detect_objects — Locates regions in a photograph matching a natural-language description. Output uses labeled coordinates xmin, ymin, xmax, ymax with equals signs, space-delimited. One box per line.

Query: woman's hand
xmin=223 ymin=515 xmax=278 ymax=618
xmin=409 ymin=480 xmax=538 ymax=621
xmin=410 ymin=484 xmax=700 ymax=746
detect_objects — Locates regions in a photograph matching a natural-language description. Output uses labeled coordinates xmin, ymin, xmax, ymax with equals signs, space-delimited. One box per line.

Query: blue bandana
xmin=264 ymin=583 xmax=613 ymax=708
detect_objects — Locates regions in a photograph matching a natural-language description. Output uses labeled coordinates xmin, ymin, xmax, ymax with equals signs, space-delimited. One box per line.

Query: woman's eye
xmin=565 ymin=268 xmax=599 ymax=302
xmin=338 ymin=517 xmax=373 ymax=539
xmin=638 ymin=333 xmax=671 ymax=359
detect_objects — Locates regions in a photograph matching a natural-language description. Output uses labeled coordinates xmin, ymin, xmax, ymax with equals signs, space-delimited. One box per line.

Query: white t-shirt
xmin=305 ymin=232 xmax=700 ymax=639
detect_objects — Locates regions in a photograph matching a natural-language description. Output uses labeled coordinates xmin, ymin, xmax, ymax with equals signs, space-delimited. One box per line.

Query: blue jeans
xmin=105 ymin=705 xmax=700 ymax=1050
-*-*-
TASK TO CARRY OUT :: What is needed here is an exact copy of every record.

TASK SOLUTION ::
detect_objects — Locates regions in a photograph matching a natural-language description. Output uses labeled coordinates xmin, ymin, xmax, ymax with equals signs, space-delimited. One box per line.

Query: woman's hand
xmin=223 ymin=515 xmax=278 ymax=618
xmin=409 ymin=480 xmax=538 ymax=621
xmin=410 ymin=484 xmax=700 ymax=746
detect_objects — Locates regions in a photograph matching a natural-language description. Output uses labeled coordinates xmin, ymin, xmax, ymax with equals signs, space-delimited. One box per line.

Query: blue bandana
xmin=264 ymin=583 xmax=613 ymax=708
detect_objects — Locates regions in a photograph matching a natural-language description. Output uses labeled coordinates xmin, ymin, xmax, ymax with equals signs, space-delimited. One box per line.

Query: woman's eye
xmin=565 ymin=268 xmax=599 ymax=302
xmin=338 ymin=517 xmax=373 ymax=539
xmin=638 ymin=333 xmax=671 ymax=359
detect_objects — Locates regions in a photograph matching a natural-language description. Output uses labeled coordinates xmin, ymin, xmax, ymax with equals signs, space-delimited. One box per line.

Query: white t-shirt
xmin=305 ymin=232 xmax=700 ymax=639
detect_objects — Locates regions in a photograph matching a natural-language description. Output uses labeled coordinates xmin, ymin, xmax, ymax with equals signs, space-delimited. One box per line.

Query: blue jeans
xmin=105 ymin=705 xmax=700 ymax=1050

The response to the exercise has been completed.